─── EXERCISE INPUTS ───

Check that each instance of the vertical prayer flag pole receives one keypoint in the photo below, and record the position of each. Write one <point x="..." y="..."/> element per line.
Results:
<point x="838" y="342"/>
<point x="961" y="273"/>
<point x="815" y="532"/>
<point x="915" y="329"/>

───

WORK ORDER: All entries above need to be copied verbatim.

OUTPUT FOR THIS TASK:
Check that each instance of the vertical prayer flag pole receives one keypoint in the photo below, and record the position of each. Write one <point x="..." y="..."/> element per line.
Results:
<point x="838" y="342"/>
<point x="961" y="273"/>
<point x="815" y="532"/>
<point x="915" y="329"/>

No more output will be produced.